__Extrait fourni__.

↓↓↓

"Comme beaucoup de problèmes psychologiques, les recherches sur l'imagination sont troublées par la fausse lumière de l'étymologie. On veut toujours que l'imagination soit la faculté de former des images. Or elle est plutôt la faculté de déformer les images fournies par la perception, elle est surtout la faculté de nous libérer des images premières, de changer les images. S'il n'y a pas changement d'images, union inattendue des images, il n'y a pas imagination, il n'y a pas d'action imaginante. Si une image présente ne fait pas penser à une image absente, si une image occasionnelle ne détermine pas une prodigalité d'images aberrantes, une explosion d'images, il n'y a pas imagination. Il y a perception, souvenir d'une perception, mémoire familière, habitude des couleurs et des formes. Le vocable fondamental qui correspond à l'imagination, ce n'est pas image, c'est imaginaire. La valeur d'une image se mesure à l'étendue de son auréole imaginaire. Grâce à l'imaginaire, l'imagination est essentiellement ouverte, évasive. Elle est dans le psychisme humain l'expérience même de l'ouverture, l'expérience même de la nouveauté. Plus que toute autre puissance, elle spécifie le psychisme humain. Comme le proclame Blake : " L'imagination n'est pas un état, c'est l'existence humaine elle-même1. " On se convaincra plus facilement de la vérité de cette maxime si l'on étudie, comme nous le ferons systématiquement dans cet ouvrage, l'imagination littéraire, l'imagination parlée, celle qui, tenant au langage, forme le tissu temporel de la spiritualité, et qui par conséquent se dégage de la réalité."

↑↑↑

__Relevé__.
↓↓↓

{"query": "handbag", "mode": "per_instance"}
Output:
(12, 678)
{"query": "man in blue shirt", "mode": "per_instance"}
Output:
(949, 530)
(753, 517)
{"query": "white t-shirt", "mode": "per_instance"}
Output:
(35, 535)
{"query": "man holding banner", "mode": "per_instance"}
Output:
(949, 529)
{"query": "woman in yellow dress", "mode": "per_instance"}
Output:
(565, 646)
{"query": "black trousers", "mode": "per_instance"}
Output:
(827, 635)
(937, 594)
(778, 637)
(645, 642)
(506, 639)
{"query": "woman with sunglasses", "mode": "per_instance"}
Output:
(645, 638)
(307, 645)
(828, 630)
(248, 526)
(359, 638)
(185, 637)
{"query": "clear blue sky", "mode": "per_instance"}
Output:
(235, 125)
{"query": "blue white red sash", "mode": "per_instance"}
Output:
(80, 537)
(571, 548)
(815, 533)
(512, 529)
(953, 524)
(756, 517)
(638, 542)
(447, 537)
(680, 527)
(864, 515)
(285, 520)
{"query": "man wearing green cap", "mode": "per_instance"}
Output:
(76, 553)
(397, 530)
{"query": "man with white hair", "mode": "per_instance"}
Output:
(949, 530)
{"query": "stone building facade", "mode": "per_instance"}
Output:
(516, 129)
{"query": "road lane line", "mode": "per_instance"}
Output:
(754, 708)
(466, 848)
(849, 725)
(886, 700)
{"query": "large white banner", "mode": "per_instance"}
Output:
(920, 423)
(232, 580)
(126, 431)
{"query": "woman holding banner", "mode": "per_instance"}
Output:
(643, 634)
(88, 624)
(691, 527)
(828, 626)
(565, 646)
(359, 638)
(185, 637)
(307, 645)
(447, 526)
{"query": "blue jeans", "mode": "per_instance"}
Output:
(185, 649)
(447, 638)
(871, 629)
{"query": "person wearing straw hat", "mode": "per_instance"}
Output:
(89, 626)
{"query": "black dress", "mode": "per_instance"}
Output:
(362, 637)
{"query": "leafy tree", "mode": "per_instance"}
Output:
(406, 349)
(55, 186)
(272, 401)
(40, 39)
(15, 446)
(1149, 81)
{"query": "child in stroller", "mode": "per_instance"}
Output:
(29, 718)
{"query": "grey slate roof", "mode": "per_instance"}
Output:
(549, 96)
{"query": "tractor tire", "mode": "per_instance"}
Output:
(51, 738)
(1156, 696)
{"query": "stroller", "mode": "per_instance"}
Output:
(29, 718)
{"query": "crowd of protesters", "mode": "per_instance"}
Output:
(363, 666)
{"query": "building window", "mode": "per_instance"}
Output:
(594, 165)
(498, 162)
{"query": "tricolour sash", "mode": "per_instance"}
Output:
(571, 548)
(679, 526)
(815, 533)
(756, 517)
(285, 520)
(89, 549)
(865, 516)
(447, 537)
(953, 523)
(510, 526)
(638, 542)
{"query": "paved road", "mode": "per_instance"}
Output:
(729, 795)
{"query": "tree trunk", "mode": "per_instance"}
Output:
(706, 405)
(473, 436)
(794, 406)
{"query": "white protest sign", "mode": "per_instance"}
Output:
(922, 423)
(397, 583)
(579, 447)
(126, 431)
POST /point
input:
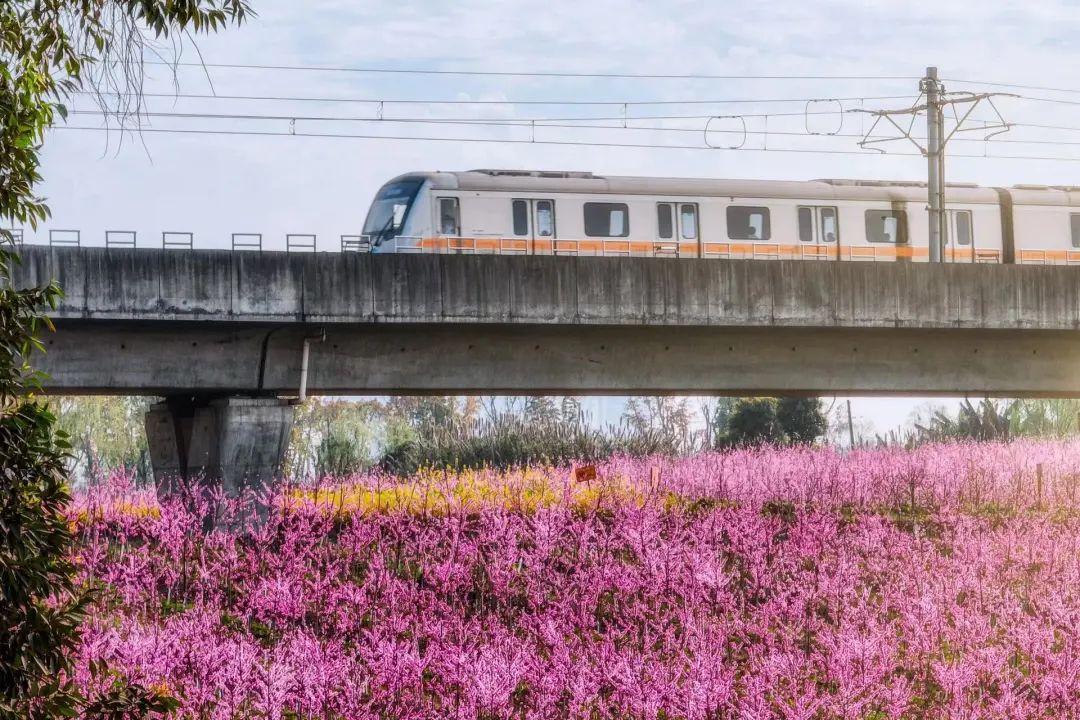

↑↑↑

__Objectifs__.
1 – Dans l'extrait fourni, énumérez tout ce que la phrase commençant par « Il y a perception » désigne comme présent lorsqu'il n'y a pas imagination.
2 – Indiquez combien de lignes des enregistrements contiennent le mot « white ».

__Réponses aux exercices__.
1 – perception ; souvenir d'une perception ; mémoire familière ; habitude des couleurs et des formes

2 – 5